• Goal: Which lines in the items below contain the string "images", with case counting? Return each of those lines.

━━━ Exercise materials

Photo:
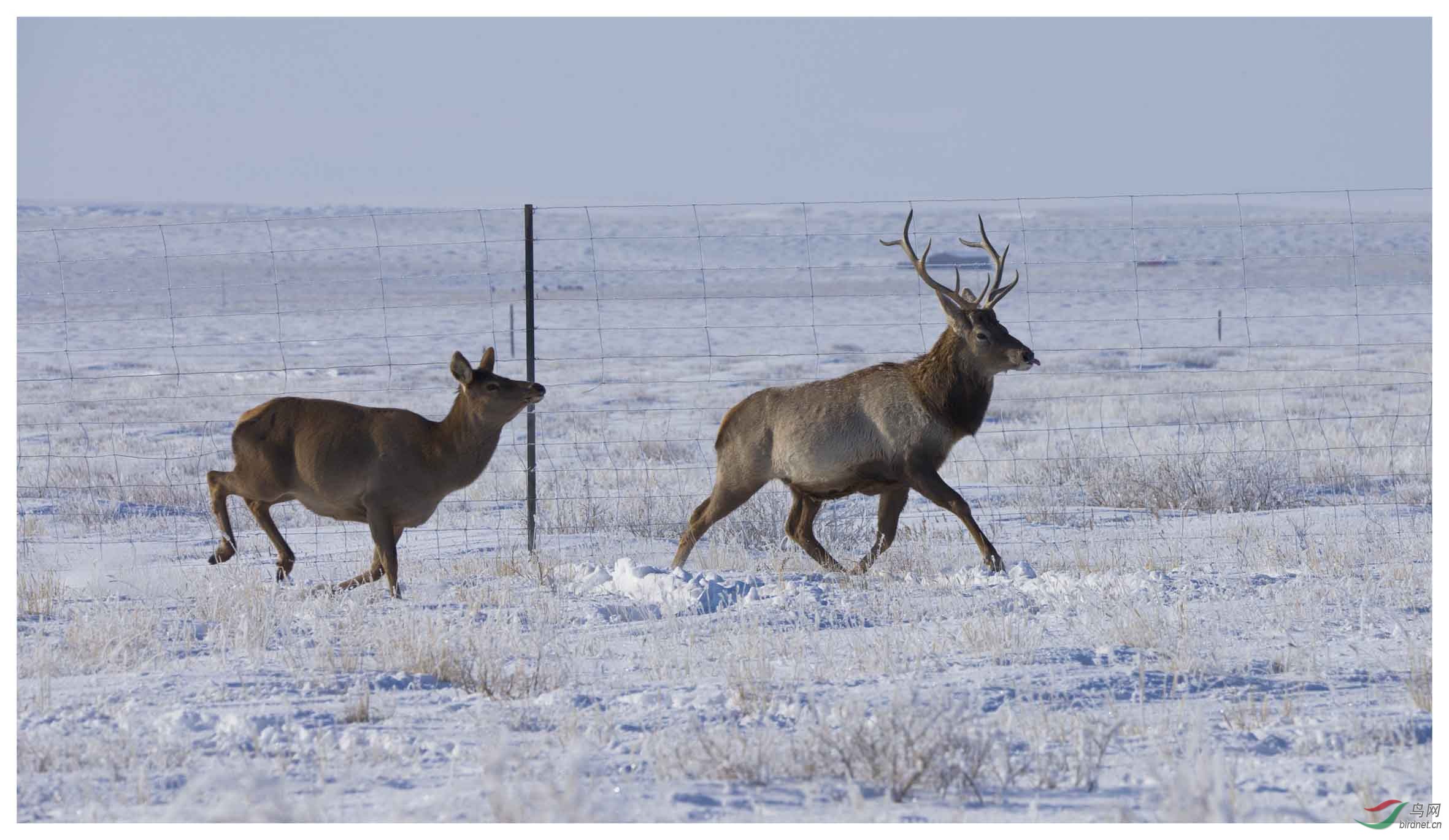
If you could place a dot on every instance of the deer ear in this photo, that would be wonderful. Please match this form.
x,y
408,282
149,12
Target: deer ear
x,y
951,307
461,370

━━━━━━
━━━ Exercise materials

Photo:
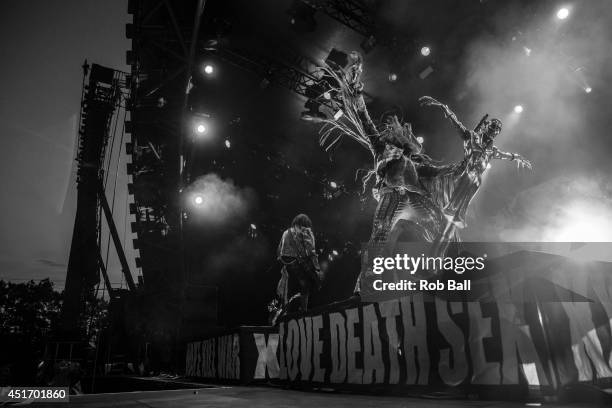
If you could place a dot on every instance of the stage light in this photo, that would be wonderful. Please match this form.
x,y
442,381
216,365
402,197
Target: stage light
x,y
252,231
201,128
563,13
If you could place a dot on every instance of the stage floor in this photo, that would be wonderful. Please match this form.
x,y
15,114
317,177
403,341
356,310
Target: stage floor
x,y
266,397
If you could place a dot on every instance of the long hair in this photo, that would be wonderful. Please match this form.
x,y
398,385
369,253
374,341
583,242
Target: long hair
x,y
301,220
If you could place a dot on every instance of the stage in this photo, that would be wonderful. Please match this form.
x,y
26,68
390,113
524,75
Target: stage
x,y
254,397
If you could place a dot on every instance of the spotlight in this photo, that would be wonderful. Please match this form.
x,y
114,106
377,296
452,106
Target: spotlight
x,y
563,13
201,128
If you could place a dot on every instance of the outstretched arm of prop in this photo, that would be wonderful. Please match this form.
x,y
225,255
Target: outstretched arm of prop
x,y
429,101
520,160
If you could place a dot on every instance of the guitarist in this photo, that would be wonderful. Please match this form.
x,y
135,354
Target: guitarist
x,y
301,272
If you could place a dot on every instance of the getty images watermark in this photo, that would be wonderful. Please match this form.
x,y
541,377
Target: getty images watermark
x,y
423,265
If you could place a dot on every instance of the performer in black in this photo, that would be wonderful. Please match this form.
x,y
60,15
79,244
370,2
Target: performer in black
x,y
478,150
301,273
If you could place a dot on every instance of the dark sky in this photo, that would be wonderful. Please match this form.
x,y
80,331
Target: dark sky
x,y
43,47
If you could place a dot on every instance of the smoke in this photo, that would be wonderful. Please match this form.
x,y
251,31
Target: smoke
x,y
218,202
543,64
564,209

━━━━━━
━━━ Exercise materials

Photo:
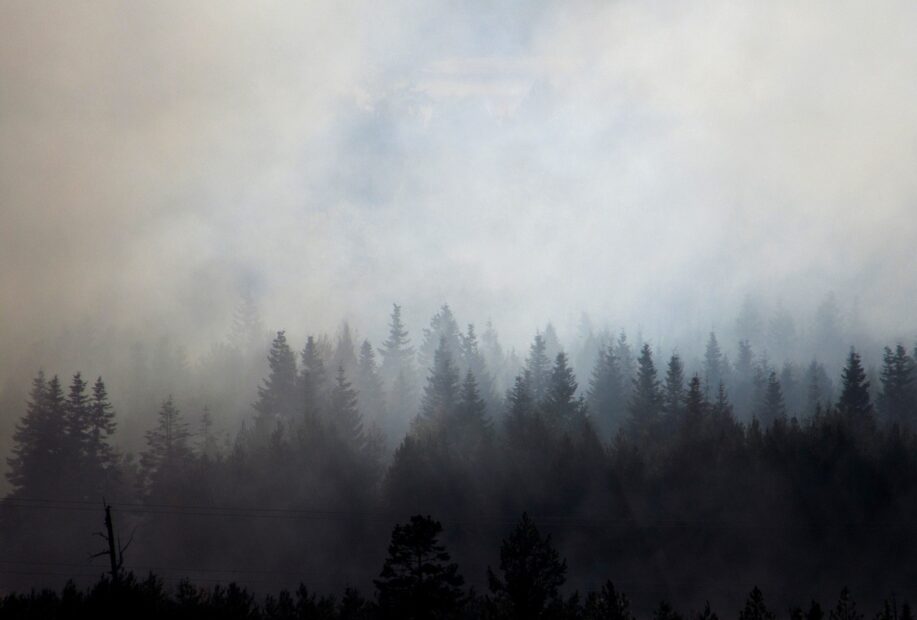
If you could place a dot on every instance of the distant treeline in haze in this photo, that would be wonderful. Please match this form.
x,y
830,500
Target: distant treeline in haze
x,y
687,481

━━━━━━

• Written answer:
If you could place a dot on every instance of the getty images watermark in this photo, that would be wonderful. Please match this form.
Target: getty images watermark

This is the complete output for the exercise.